**About this task:** Reproduce all entries word for word.

**Data for processing:**
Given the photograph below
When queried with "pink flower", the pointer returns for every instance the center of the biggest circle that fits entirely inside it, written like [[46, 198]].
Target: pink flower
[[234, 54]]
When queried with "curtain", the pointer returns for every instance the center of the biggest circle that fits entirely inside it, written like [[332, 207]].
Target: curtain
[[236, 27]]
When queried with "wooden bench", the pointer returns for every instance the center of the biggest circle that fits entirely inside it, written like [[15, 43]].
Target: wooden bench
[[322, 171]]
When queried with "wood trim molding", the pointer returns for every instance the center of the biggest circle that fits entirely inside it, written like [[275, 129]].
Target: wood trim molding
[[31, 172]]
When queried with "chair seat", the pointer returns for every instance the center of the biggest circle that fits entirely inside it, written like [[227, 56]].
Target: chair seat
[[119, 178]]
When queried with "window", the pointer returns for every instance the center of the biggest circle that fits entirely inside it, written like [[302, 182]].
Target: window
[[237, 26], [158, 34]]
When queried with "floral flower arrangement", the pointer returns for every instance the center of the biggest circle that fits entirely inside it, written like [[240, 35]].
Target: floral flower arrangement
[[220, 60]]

**Solution:**
Given the photograph below
When queried with "pink flower", the pointer returns for every instance the center of the biggest circle that fits entirely inside it, written like [[46, 198]].
Target: pink flower
[[234, 54]]
When queried with "curtain", the pointer returns for every instance the center of the biggest circle that fits entirely inside it, written like [[332, 207]].
Target: curtain
[[236, 27]]
When queried with "wooden bench", the pointer returns for every instance the center of the biggest circle that fits entirely inside it, written like [[15, 43]].
Target: wooden bench
[[322, 171]]
When queried with "wood trim molding", the pointer returns for every instance the center of the biggest circle that fits entirely inside it, written like [[275, 129]].
Target: wood trim molding
[[31, 172]]
When queried with "chair seat", the pointer returns for every instance the center of the biggest circle that fits entirely inside it, written like [[227, 56]].
Target: chair seat
[[119, 178]]
When queried with "window", the pointer returns for every instance the center of the biggest circle that fits entirely inside it, written like [[302, 182]].
Target: window
[[237, 26], [158, 34]]
When queried with "floral flower arrangement", the pointer returns for every instance the center of the biggest circle that fits entirely inside it, written like [[240, 35]].
Target: floral flower arrangement
[[220, 60]]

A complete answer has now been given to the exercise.